■ DOCUMENT EXTRACT:
Feature Proposal: Search Engines Should Index Only Plain View
Motivation
Tell search engines to index only the plain topic, not any specialized view of a topic. This reduces the clutter when googling TWiki.org and other public TWikis.
Description
Google indexes too much of TWiki.org and other public TWikis. If you search "with the omitted results included" you get many hits for a particular topic, e.g.
http://www.google.com/search?q=blacklistplugin+plugins+site:twiki.org&hl=en&lr=&ie=UTF-8&filter=0
returns
BlackListPlugin, but also variants with parameters
?_foo=1.7,
?sortcol=4&table=4&up=0,
?skin=print.pattern,
?raw=on, etc.
There is also the problem highlighted in
RawParamLeaksEmailAddresses that "raw" views are also indexed and cached and in these views email addresses are returned unobscured. It is possable to create a search in google for raw user topics and view them in googles cache.
Only the plain topic should get indexed, e.g. each TWiki topic should be indexed only once, the one without any parameters.
Impact and Available Solutions
Current spec:
The view script already adds a
<meta name="robots" content="noindex" /> tag if you look at an older topic revision. Technically speaking, the skin has the tag by default, and the view script
removes it if you are looking at the top revision.
Proposed new spec:
Do not remove the noindex tag if the view script has
any URL parameters. This has the desired effect that only the plain topic gets indexed.
In addition, we can make it easier for the search engines by telling what links
not to follow, e.g. we can add a rel="nofollow" parameter to the anchor tags of links such as printable, older revs, table sort, view raw etc. (The
BlackListPlugin does that for external links.)
--
PeterThoeny - 23 Jan 2005
Documentation
Examples
logout is a search term which provides enough hits (but not too many) to make it a reasonable test case. Compare:
Implementation
Discussion:
Just to be clear, when you say "plain" you mean the default skin, what any first time vistor would see coming to the site, not the "plain skin", correct?
I agree with the proposal.

■ RECORD EXCERPTS:
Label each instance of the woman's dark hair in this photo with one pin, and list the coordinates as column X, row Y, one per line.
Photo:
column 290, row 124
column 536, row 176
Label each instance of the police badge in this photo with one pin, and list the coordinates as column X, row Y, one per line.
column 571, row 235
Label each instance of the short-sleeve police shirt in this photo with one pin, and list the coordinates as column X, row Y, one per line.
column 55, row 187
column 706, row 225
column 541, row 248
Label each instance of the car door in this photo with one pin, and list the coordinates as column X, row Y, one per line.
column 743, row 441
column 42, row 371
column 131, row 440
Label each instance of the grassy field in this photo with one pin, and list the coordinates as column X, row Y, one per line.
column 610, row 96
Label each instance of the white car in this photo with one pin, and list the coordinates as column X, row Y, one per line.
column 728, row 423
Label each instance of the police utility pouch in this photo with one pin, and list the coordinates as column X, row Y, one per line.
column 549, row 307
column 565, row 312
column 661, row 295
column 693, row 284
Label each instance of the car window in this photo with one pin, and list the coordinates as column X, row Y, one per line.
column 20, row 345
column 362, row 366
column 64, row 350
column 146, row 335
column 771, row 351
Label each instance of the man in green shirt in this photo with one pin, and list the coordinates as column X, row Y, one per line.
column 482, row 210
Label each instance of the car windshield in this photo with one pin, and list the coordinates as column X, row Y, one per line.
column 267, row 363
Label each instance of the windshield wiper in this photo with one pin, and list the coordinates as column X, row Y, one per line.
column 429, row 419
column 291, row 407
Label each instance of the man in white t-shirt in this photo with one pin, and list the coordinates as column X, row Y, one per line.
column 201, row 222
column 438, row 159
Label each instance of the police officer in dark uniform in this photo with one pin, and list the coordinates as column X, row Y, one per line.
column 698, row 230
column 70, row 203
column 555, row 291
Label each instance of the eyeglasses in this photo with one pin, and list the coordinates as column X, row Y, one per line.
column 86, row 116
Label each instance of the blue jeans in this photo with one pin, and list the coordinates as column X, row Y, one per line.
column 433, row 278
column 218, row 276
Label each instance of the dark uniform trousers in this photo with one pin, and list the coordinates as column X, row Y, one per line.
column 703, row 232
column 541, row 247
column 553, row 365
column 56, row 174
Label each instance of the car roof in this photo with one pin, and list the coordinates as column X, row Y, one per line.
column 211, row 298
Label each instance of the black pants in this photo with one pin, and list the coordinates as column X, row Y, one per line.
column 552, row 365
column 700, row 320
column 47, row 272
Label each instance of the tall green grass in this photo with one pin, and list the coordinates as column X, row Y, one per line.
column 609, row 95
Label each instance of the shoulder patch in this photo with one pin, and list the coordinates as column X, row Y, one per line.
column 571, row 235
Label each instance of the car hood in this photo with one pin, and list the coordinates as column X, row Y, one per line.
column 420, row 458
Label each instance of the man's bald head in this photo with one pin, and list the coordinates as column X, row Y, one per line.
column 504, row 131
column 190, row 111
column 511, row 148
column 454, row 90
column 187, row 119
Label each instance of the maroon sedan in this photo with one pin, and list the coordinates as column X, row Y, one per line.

■ EXERCISE 1:
Return each line of the records that contains the string "uniform".
■ EXERCISE 2:
Go on with the TWiki proposal about search engine indexing from the point where it stops.

■ WRITTEN ANSWER 1:
Label each instance of the police officer in dark uniform in this photo with one pin, and list the coordinates as column X, row Y, one per line.
Label each instance of the dark uniform trousers in this photo with one pin, and list the coordinates as column X, row Y, one per line.

■ WRITTEN ANSWER 2:
--
MattWilkie - 23 Jan 2005
Yes, plain as in "URL with no parameters", e.g.
https://twiki.org/cgi-bin/view/Codev/SearchEngineIndexOnlyPlainView for this topic.
--
PeterThoeny - 23 Jan 2005
note that there are also entries in the google index for actions other than view:
viewauth,
attach,
oops, and
rdiff
perhaps a solution lies in a
robots.txt which returns only plain view url's for each topic (similiar to
WebTopicList), the idea being rather than deny access, tell the bots what is allowed.
--
WillNorris - 23 Jan 2005
I've changed the priority to 5 because of google caching raw views, (see pagagraph added to the Description above)
We could also put
rel="nofollow" on links with parameters to stop google even retriving the page to save bandwidth (or does google only request the header and if it has
<meta name="robots" content="noindex" /> it doesn't retrieve the rest of the page, so adding nofollow wouldn't lead to much of a bandwidth saving, and would increase page processing unnessasarily).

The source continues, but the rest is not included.